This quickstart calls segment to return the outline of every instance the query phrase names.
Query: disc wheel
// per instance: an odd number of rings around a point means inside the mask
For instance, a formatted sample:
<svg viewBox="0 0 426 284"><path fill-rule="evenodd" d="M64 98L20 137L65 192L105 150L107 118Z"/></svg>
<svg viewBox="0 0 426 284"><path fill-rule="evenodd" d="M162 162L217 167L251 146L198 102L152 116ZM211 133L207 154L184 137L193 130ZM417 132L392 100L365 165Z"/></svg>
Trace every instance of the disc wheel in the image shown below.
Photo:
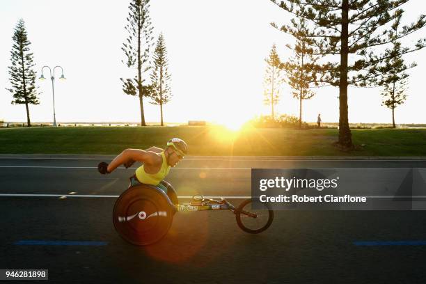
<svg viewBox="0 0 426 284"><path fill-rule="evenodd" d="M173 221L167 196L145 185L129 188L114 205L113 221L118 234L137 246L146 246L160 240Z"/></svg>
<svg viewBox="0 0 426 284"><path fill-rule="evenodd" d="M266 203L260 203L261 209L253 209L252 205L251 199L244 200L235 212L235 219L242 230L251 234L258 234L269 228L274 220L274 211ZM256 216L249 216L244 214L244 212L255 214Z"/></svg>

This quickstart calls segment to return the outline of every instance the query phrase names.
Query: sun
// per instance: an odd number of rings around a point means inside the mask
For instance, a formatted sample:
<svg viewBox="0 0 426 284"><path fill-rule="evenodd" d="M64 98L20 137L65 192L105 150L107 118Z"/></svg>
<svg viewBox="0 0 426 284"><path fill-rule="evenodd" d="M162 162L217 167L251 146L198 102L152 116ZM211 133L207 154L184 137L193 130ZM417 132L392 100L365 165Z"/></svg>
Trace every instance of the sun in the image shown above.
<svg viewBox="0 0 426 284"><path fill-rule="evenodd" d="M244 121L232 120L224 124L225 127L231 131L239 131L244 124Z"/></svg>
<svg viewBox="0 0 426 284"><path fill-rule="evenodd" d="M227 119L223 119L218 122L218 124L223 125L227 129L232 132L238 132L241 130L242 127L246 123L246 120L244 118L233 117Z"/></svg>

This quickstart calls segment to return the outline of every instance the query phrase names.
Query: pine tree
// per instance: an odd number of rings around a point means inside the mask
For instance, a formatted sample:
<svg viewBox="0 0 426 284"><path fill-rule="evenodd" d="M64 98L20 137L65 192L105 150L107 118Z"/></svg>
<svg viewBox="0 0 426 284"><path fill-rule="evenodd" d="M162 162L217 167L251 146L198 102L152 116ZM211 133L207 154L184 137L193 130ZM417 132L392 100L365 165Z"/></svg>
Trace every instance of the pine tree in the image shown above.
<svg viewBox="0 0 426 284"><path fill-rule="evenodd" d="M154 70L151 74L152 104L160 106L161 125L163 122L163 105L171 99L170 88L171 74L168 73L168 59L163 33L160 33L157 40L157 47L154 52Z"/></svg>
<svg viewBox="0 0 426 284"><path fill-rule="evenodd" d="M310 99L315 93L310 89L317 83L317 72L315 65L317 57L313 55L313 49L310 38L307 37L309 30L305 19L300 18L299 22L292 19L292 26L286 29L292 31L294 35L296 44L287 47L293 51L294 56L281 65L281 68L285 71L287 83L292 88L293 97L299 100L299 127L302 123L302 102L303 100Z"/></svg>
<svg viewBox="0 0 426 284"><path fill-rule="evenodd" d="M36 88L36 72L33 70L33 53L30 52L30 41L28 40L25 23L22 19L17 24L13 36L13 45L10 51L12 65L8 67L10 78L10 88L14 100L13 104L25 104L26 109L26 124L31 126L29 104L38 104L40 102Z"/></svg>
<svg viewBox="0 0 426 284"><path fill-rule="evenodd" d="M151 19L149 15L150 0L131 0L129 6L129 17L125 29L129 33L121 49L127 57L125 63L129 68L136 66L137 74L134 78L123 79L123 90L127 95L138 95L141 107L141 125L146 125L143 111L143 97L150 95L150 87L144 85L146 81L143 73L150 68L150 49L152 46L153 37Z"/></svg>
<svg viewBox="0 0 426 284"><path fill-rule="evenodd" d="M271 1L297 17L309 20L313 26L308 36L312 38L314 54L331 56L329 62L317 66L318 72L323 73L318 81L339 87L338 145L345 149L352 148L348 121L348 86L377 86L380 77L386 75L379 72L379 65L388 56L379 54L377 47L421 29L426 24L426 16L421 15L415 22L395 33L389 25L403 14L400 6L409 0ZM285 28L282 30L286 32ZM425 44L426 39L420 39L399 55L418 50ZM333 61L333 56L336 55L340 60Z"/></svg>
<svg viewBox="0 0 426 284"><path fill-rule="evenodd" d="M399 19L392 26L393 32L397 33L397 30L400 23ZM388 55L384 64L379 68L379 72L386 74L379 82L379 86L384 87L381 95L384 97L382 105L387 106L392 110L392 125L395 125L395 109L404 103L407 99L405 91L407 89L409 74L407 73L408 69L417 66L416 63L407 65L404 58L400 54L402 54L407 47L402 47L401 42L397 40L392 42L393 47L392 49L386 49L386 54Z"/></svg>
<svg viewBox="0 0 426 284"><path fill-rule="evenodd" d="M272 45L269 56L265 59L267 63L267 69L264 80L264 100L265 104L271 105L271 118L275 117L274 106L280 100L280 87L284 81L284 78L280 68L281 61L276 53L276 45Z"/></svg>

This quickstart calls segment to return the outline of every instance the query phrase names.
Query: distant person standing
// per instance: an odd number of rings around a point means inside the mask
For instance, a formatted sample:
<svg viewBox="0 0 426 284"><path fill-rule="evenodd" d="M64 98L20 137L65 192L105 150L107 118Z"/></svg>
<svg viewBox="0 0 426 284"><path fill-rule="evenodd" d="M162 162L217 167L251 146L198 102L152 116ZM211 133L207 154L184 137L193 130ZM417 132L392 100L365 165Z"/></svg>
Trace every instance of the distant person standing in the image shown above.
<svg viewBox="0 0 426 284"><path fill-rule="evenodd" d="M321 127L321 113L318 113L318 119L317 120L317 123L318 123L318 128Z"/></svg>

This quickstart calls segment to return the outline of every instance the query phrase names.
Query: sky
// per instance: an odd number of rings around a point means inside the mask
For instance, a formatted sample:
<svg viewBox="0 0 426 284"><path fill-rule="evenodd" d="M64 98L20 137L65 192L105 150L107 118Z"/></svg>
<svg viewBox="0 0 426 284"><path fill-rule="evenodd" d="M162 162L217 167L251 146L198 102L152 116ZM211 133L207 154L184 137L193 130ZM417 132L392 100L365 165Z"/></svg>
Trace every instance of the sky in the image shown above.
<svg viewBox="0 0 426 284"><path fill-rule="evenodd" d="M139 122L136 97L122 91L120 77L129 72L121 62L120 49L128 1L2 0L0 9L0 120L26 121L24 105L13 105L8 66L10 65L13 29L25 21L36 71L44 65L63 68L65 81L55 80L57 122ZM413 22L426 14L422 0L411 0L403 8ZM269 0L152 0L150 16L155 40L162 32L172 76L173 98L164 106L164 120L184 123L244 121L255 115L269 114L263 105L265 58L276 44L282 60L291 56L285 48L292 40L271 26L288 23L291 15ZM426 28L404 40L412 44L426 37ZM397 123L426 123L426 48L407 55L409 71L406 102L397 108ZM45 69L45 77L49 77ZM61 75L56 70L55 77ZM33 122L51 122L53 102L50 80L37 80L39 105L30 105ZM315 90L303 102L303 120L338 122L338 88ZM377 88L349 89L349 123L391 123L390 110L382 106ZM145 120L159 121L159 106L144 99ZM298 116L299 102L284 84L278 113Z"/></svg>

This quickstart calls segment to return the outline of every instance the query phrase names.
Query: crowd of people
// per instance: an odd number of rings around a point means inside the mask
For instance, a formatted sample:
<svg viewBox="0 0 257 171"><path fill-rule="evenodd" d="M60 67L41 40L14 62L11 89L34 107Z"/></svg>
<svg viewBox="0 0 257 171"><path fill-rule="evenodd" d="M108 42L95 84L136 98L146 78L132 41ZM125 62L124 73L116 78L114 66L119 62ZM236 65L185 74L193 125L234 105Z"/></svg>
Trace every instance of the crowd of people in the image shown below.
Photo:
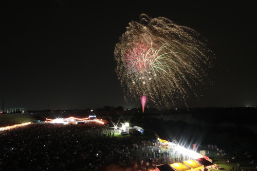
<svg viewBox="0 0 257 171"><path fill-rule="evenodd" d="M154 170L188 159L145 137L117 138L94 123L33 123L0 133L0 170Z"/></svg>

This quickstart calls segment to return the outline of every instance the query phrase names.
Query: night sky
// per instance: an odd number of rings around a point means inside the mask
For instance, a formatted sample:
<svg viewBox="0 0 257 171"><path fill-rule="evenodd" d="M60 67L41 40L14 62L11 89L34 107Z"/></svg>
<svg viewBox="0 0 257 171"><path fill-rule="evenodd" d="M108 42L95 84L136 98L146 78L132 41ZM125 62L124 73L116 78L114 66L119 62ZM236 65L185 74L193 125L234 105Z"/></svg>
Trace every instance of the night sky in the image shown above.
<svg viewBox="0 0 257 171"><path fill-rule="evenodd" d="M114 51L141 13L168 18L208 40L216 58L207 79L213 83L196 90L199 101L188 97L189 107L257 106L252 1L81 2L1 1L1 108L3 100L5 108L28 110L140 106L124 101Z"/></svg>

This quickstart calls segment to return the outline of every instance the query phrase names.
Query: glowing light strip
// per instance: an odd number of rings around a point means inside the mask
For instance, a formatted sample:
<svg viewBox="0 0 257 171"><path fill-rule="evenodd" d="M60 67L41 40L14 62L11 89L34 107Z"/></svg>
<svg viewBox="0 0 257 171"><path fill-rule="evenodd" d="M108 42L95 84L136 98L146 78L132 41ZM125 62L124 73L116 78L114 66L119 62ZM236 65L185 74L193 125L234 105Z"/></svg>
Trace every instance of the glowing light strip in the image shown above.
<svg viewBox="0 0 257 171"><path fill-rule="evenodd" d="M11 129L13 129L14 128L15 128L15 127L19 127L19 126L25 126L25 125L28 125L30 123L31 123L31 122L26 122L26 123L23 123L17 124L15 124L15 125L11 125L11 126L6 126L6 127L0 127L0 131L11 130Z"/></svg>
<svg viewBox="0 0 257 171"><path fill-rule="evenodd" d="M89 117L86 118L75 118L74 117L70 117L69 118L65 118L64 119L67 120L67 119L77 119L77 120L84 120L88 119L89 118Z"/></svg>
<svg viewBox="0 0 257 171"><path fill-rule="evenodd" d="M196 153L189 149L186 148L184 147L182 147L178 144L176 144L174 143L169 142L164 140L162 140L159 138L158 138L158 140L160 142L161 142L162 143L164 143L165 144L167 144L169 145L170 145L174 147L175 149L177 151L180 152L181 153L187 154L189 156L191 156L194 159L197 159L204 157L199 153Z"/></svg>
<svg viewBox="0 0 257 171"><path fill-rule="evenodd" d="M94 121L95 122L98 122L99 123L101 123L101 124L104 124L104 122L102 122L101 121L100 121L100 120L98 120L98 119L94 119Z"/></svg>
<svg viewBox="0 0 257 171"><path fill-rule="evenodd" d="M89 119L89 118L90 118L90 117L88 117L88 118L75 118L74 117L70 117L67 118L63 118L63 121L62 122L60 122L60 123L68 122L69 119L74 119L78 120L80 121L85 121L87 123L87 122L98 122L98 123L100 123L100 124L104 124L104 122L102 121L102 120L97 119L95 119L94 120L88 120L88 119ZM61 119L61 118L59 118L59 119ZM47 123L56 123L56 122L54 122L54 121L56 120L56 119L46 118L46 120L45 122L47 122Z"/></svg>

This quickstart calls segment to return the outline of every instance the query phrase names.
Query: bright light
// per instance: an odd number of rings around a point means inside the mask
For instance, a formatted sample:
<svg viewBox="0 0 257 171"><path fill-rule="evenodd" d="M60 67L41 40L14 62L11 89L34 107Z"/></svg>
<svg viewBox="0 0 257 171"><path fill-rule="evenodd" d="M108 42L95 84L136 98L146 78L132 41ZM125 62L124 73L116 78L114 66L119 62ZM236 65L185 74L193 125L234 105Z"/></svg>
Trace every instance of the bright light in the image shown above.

────────────────────

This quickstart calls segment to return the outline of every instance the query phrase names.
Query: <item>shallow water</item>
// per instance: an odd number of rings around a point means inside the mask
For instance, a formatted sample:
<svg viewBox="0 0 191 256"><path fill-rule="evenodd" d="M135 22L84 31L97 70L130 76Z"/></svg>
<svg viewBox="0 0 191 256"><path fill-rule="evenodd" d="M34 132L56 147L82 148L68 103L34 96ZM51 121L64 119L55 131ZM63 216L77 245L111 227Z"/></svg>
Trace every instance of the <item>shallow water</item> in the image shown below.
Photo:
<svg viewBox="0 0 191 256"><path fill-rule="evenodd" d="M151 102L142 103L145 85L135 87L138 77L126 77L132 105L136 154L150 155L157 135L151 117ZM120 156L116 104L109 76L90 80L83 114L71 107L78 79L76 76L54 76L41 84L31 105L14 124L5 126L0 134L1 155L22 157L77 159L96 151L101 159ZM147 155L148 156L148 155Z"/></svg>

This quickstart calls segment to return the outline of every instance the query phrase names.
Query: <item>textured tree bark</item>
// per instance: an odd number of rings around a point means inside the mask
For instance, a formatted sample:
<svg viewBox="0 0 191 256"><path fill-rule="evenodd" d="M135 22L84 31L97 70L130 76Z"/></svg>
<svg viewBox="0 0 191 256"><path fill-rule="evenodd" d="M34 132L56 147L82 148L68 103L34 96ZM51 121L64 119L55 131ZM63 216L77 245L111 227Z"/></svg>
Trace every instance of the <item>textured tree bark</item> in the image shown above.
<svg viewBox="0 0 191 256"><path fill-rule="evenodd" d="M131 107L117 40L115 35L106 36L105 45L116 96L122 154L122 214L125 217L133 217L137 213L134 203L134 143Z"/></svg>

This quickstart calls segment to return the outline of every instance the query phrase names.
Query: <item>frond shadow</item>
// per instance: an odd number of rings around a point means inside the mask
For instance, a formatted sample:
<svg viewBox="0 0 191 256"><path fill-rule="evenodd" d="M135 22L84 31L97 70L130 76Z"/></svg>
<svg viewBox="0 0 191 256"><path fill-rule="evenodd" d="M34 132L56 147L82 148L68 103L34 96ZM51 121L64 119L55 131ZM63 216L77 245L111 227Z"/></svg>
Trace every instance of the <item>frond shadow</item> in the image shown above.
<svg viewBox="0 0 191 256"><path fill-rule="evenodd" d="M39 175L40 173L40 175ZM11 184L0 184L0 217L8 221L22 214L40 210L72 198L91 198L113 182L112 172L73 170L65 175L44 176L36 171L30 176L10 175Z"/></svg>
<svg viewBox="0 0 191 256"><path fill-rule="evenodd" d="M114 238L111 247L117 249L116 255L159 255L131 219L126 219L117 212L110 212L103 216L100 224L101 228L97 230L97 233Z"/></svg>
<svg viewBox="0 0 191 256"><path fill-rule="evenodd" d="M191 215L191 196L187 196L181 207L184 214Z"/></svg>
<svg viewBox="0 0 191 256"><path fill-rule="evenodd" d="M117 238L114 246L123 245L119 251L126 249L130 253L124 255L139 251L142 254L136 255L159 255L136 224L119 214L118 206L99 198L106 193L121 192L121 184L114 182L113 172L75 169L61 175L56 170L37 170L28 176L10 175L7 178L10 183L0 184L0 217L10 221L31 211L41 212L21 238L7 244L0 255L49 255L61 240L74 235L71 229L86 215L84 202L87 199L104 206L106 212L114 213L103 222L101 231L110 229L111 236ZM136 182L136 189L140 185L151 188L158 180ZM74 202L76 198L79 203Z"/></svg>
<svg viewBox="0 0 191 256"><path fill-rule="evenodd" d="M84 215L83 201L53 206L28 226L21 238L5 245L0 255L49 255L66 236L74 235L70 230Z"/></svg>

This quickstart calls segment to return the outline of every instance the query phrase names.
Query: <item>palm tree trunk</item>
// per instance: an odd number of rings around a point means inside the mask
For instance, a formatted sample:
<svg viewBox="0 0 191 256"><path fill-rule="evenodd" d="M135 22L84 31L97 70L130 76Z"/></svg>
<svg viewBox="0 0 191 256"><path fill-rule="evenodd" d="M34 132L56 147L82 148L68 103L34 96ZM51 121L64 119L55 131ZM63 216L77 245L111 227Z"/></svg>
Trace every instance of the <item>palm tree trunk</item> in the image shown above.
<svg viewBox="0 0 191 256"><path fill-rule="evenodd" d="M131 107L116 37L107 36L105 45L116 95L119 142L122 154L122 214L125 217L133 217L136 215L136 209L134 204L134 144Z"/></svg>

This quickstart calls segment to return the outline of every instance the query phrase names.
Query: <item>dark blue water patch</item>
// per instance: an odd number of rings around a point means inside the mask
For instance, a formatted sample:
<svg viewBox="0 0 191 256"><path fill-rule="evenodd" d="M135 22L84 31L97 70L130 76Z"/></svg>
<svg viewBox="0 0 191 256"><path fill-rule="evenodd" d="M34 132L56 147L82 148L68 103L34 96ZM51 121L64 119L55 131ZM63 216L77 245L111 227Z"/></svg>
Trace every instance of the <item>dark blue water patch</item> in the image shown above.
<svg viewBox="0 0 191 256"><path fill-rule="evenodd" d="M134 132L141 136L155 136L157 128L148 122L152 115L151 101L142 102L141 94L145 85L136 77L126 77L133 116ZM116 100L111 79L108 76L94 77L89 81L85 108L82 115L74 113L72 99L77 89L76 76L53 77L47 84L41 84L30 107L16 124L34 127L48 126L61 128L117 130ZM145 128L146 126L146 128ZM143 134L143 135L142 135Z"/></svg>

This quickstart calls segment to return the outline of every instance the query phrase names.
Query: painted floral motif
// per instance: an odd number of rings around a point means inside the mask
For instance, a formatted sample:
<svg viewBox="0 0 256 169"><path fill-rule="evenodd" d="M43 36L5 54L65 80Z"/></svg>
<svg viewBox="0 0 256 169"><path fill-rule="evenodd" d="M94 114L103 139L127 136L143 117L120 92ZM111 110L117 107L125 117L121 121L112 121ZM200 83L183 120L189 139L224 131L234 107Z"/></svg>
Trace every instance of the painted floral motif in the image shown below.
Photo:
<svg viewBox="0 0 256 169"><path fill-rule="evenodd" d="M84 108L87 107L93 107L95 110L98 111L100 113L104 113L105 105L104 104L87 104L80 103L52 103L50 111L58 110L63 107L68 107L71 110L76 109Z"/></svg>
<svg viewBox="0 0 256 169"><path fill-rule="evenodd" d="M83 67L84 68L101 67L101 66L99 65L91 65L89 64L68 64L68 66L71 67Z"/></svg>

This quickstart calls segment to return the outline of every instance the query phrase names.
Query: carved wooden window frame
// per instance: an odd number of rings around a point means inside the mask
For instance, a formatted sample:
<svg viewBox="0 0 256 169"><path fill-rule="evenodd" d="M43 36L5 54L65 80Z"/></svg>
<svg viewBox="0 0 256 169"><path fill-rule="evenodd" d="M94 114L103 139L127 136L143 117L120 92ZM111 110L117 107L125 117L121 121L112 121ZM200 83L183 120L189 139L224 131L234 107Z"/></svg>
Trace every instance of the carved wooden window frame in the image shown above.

────────────────────

• _The exercise_:
Locate each line above that contains the word "people" and copy it out in full. Uppercase and lowercase count as different.

• _Exercise response_:
Query: crowd of people
Trace every instance of the crowd of people in the image shown below.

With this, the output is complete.